▶ [Task objective] Include in the output the line containing "the white metal" and each subsequent line of the records, through the end, transcribed exactly. Add nothing else.

▶ [Dataset entries]
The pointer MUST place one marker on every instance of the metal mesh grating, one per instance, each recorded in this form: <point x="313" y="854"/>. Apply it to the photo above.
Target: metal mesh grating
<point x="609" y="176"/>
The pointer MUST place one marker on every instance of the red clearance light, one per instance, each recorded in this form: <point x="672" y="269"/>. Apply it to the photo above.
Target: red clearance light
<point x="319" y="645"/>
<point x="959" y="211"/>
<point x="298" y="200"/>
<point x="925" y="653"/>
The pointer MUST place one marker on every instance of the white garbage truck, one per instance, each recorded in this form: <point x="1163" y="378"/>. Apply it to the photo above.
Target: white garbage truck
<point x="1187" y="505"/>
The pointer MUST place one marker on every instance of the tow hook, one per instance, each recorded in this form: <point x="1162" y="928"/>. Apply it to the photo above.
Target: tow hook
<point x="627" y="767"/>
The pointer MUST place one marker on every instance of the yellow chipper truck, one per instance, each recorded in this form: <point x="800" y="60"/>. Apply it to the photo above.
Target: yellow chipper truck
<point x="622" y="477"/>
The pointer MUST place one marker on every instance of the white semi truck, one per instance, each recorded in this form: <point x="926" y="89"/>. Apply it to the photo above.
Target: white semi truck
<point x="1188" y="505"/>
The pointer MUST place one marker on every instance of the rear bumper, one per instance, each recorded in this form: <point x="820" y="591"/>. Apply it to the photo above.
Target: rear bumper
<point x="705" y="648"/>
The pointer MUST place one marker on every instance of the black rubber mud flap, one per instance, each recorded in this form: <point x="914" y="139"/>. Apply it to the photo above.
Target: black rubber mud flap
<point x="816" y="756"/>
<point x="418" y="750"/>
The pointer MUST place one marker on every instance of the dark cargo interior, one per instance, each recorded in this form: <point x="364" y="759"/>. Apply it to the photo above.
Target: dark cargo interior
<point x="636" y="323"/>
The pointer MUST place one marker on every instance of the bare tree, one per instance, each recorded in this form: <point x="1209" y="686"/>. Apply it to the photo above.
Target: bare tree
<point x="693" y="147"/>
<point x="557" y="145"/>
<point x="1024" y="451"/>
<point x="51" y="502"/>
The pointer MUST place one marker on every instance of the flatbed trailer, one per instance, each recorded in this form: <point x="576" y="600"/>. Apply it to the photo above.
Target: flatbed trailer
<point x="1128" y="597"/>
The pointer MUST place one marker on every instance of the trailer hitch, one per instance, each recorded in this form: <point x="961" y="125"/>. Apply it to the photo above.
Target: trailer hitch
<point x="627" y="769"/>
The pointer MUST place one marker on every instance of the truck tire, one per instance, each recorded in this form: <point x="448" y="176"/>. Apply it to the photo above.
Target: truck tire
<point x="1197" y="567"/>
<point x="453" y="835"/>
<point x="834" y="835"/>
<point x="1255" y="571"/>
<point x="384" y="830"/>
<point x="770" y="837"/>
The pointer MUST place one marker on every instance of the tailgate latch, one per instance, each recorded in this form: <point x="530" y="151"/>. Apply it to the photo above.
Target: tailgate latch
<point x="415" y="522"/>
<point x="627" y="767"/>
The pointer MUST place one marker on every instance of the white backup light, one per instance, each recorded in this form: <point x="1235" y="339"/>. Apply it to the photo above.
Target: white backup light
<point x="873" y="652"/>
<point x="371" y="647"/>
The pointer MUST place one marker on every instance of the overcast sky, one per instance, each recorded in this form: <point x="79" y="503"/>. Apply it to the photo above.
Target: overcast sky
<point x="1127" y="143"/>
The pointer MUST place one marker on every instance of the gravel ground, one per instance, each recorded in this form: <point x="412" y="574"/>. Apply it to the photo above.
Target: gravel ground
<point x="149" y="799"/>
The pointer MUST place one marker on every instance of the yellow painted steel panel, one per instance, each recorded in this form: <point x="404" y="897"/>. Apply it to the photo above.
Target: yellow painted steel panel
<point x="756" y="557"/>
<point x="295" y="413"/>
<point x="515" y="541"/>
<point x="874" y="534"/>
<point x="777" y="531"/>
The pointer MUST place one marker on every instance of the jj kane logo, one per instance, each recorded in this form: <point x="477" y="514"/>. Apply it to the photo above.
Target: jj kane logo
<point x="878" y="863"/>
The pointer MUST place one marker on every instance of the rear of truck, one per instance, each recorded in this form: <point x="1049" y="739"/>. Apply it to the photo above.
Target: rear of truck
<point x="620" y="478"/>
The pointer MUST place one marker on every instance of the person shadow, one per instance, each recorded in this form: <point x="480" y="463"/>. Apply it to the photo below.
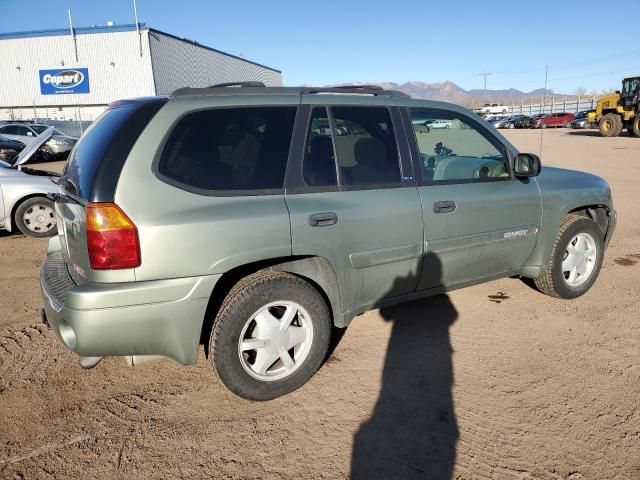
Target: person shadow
<point x="412" y="433"/>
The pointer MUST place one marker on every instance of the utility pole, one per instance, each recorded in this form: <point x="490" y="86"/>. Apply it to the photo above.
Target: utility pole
<point x="73" y="35"/>
<point x="485" y="75"/>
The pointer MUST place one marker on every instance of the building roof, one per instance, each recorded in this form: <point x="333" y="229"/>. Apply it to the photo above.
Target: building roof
<point x="129" y="27"/>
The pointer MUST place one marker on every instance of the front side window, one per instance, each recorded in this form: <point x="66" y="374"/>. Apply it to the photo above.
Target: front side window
<point x="452" y="149"/>
<point x="230" y="149"/>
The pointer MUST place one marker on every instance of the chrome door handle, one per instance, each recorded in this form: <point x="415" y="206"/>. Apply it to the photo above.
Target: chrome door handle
<point x="325" y="219"/>
<point x="444" y="207"/>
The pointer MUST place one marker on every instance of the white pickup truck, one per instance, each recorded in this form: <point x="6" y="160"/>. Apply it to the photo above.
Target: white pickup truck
<point x="492" y="108"/>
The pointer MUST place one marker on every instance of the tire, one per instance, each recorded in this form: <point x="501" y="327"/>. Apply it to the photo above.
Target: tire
<point x="555" y="281"/>
<point x="610" y="125"/>
<point x="35" y="217"/>
<point x="635" y="126"/>
<point x="254" y="304"/>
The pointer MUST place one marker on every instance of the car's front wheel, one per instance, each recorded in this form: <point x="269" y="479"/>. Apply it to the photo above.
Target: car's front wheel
<point x="576" y="259"/>
<point x="36" y="217"/>
<point x="270" y="336"/>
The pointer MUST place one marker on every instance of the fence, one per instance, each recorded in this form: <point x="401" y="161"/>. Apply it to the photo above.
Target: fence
<point x="569" y="106"/>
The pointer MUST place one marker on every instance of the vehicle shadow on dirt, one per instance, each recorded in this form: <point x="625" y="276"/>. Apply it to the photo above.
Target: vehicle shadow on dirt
<point x="413" y="431"/>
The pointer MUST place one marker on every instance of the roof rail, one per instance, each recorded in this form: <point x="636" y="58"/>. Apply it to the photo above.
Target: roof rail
<point x="375" y="90"/>
<point x="238" y="84"/>
<point x="258" y="88"/>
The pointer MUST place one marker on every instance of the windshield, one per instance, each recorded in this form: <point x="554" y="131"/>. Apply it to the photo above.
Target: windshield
<point x="41" y="128"/>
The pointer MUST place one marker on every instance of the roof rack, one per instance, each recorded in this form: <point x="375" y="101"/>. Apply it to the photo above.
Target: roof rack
<point x="259" y="88"/>
<point x="375" y="90"/>
<point x="238" y="84"/>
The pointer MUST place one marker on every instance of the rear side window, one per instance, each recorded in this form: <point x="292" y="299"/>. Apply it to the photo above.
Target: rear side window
<point x="365" y="144"/>
<point x="319" y="166"/>
<point x="95" y="163"/>
<point x="229" y="149"/>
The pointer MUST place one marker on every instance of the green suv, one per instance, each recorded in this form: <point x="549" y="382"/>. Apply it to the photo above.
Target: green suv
<point x="255" y="220"/>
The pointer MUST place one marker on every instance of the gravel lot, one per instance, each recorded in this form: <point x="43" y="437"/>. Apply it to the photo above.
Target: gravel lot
<point x="495" y="381"/>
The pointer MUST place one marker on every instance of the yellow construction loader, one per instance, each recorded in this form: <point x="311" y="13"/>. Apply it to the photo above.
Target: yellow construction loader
<point x="619" y="110"/>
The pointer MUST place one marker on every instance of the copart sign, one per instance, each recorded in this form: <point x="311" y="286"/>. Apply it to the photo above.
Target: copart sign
<point x="64" y="80"/>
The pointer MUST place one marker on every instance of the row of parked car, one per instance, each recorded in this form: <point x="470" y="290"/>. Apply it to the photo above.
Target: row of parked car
<point x="14" y="137"/>
<point x="541" y="120"/>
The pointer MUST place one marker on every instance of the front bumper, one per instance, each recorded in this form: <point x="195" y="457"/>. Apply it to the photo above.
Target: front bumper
<point x="160" y="317"/>
<point x="57" y="149"/>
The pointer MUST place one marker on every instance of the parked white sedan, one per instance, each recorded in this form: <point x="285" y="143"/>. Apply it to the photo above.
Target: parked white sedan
<point x="23" y="194"/>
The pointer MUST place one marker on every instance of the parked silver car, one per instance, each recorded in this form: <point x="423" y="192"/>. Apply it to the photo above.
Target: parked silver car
<point x="59" y="145"/>
<point x="23" y="194"/>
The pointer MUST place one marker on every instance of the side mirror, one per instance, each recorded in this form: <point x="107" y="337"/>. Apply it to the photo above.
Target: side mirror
<point x="527" y="165"/>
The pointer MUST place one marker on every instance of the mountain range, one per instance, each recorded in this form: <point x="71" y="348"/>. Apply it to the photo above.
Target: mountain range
<point x="450" y="92"/>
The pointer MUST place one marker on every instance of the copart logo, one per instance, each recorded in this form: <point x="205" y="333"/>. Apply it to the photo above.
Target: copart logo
<point x="66" y="79"/>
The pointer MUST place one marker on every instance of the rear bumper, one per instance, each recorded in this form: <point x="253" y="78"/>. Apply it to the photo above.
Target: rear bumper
<point x="161" y="317"/>
<point x="613" y="222"/>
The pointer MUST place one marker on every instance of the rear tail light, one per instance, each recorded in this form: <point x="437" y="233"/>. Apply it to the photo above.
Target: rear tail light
<point x="112" y="238"/>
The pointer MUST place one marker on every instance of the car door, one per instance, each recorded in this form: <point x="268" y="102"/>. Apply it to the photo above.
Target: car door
<point x="479" y="220"/>
<point x="352" y="199"/>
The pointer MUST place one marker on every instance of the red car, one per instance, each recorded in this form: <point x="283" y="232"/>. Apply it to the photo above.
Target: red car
<point x="554" y="120"/>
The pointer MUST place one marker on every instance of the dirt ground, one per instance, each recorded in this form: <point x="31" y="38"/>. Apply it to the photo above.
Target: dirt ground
<point x="495" y="381"/>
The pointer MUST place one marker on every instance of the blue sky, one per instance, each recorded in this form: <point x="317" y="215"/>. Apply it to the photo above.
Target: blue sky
<point x="366" y="41"/>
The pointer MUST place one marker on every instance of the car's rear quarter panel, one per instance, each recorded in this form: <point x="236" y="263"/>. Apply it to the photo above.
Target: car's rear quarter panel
<point x="186" y="234"/>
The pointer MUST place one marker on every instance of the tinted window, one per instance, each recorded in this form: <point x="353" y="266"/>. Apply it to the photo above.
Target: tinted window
<point x="94" y="165"/>
<point x="454" y="149"/>
<point x="230" y="148"/>
<point x="39" y="128"/>
<point x="319" y="166"/>
<point x="11" y="130"/>
<point x="366" y="146"/>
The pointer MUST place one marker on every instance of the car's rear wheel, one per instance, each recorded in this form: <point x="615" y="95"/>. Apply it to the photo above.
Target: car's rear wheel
<point x="36" y="217"/>
<point x="270" y="336"/>
<point x="576" y="259"/>
<point x="610" y="125"/>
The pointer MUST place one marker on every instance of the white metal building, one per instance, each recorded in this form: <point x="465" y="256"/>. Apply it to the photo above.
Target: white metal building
<point x="62" y="75"/>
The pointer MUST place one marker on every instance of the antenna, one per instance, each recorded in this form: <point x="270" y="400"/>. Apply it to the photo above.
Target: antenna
<point x="73" y="35"/>
<point x="485" y="75"/>
<point x="544" y="93"/>
<point x="135" y="14"/>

▶ [Finished exercise]
The pointer MUST place one marker on every instance of the white metal building, one per instance, each recorded in this form: <point x="465" y="256"/>. Apply it to the photo above.
Target: white metal building
<point x="62" y="75"/>
The pointer MUST place one marker on every instance of the antenna, one per instance, each recorded in this form: <point x="270" y="400"/>. Apply it to the photo above.
Target: antenna
<point x="73" y="35"/>
<point x="485" y="75"/>
<point x="544" y="93"/>
<point x="135" y="14"/>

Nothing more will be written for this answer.